* **PROBLEM DESCRIPTION**
Please find each line in the entries below that contains the word "with", and copy those lines out. Case counts when matching.

* start LISTED ENTRIES *

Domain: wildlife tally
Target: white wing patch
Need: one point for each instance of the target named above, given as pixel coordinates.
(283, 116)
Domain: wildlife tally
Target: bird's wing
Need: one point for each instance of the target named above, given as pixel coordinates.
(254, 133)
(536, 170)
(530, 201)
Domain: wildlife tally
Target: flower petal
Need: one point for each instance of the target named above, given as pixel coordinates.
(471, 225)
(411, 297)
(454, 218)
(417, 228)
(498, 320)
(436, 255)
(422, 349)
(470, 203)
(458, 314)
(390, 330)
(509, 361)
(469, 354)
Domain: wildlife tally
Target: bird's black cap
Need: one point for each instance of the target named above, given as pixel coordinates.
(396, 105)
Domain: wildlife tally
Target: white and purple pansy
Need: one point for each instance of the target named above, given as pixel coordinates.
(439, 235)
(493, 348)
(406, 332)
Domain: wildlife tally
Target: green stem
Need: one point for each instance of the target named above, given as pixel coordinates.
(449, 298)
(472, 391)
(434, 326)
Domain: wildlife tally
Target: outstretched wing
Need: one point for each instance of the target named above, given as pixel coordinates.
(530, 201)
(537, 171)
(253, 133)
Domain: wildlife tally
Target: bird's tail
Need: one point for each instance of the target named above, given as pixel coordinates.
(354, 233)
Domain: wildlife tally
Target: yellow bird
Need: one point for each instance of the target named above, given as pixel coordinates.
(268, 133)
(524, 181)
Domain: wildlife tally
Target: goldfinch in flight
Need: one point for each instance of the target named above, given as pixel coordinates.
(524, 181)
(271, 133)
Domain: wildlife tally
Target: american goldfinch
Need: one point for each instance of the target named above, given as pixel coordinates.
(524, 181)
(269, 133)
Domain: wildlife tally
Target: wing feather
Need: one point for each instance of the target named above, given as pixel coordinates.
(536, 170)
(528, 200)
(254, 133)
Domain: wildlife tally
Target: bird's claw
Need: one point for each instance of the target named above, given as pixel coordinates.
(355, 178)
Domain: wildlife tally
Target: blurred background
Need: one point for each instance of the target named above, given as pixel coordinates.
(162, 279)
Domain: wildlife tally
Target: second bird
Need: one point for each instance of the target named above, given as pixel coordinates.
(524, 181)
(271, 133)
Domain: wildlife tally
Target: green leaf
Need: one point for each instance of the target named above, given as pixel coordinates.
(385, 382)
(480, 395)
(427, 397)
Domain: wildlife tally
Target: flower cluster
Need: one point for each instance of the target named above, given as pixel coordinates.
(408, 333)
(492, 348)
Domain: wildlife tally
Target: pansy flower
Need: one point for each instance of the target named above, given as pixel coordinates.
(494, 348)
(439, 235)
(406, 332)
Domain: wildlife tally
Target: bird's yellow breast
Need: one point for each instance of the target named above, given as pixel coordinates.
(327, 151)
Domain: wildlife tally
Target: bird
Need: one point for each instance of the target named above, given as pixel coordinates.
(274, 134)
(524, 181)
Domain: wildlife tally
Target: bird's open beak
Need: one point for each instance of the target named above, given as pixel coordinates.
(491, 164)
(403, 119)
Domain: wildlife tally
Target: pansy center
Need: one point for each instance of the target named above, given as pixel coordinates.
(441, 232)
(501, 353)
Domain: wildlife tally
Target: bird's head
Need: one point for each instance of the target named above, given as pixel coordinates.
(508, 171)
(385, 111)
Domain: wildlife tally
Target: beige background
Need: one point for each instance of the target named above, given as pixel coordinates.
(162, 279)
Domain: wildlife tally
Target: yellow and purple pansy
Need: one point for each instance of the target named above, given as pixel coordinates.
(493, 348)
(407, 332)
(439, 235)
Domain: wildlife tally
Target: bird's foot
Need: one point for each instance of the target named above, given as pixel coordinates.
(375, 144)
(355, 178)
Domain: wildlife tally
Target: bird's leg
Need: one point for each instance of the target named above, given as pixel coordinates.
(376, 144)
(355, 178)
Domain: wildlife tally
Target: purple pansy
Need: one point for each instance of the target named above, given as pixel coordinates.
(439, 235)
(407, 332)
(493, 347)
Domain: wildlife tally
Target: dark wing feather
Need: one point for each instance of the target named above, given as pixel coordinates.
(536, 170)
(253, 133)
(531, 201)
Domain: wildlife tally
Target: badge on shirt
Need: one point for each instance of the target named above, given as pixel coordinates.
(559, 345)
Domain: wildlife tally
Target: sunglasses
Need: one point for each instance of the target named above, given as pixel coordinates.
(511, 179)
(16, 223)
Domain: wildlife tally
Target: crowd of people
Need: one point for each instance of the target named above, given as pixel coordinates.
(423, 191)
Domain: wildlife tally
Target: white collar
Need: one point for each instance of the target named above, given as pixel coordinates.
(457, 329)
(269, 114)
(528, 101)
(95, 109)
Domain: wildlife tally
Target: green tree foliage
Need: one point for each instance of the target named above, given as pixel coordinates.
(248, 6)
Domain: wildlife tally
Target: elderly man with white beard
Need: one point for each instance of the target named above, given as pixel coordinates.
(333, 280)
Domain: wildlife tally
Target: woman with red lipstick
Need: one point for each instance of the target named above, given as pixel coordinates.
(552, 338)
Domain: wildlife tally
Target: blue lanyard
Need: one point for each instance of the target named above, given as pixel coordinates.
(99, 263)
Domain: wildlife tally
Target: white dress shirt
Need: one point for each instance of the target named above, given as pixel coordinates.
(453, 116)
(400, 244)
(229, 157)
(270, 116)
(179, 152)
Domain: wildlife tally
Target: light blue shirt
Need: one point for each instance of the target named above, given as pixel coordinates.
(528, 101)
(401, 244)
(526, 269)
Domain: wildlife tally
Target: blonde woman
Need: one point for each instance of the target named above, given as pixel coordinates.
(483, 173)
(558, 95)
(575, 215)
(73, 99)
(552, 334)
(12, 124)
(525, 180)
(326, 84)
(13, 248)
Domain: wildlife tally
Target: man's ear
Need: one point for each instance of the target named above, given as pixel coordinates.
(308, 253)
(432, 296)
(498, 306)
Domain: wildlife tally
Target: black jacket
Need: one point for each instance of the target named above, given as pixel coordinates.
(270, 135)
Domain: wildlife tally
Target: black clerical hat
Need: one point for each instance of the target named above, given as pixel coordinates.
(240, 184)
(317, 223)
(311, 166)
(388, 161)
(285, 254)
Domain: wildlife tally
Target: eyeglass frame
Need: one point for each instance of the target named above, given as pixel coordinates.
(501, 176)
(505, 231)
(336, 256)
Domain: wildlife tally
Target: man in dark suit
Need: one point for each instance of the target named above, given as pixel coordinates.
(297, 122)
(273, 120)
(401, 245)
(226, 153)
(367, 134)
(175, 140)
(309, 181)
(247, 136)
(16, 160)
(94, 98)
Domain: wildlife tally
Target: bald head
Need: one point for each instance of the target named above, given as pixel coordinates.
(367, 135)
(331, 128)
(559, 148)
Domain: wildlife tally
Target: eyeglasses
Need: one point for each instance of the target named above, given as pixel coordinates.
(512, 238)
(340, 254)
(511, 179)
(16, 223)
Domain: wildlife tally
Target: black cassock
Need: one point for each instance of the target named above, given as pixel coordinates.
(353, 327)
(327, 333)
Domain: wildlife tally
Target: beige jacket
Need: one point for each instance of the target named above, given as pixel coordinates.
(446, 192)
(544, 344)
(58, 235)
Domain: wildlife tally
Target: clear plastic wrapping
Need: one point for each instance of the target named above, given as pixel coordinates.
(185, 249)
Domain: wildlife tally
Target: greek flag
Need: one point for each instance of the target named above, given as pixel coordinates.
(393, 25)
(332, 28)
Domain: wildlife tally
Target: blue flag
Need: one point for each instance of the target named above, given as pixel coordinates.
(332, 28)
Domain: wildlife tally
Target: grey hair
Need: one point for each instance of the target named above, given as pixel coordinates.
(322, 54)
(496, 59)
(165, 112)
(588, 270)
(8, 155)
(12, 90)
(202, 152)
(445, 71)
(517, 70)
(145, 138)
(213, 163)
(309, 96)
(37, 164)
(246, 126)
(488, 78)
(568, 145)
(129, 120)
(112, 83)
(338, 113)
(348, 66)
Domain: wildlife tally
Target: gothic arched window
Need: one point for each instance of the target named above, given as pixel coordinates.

* end LISTED ENTRIES *
* start LISTED ENTRIES *

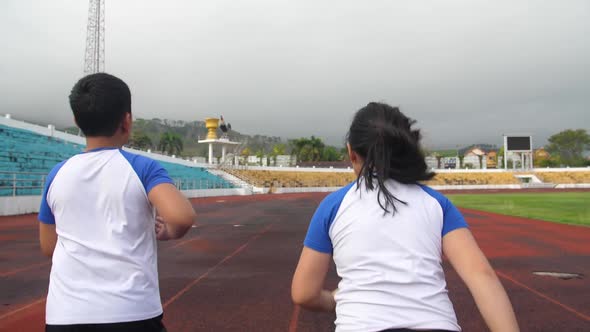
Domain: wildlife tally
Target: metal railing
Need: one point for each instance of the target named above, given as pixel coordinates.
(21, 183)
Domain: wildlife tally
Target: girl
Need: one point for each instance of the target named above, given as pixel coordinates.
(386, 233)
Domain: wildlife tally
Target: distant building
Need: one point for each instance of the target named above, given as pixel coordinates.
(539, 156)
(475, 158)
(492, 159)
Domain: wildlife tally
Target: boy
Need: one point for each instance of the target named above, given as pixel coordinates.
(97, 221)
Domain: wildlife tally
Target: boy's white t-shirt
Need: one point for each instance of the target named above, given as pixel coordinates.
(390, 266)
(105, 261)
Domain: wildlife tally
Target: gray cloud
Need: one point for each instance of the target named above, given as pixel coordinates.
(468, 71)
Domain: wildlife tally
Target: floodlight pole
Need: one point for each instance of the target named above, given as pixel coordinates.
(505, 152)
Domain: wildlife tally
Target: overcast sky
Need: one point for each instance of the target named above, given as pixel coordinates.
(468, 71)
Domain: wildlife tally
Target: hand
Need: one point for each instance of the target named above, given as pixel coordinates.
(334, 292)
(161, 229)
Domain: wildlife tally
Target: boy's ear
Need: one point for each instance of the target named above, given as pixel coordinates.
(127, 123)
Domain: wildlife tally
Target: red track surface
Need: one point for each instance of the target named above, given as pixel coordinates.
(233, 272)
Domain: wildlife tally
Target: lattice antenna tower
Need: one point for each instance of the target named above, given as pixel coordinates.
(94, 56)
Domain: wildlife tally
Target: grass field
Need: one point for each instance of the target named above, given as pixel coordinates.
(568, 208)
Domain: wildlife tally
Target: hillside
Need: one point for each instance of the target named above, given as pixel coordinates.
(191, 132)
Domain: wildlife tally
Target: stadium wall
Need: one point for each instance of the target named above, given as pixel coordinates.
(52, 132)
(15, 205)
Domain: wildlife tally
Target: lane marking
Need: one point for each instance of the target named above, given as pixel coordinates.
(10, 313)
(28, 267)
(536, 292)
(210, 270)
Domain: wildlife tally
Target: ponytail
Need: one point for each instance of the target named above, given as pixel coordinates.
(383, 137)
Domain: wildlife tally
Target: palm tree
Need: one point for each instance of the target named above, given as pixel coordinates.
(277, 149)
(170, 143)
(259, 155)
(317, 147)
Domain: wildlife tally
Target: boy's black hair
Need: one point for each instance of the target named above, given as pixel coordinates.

* end LISTED ENTRIES *

* **FULL ANSWER**
Target: elderly man with white beard
Target: woman with red lipstick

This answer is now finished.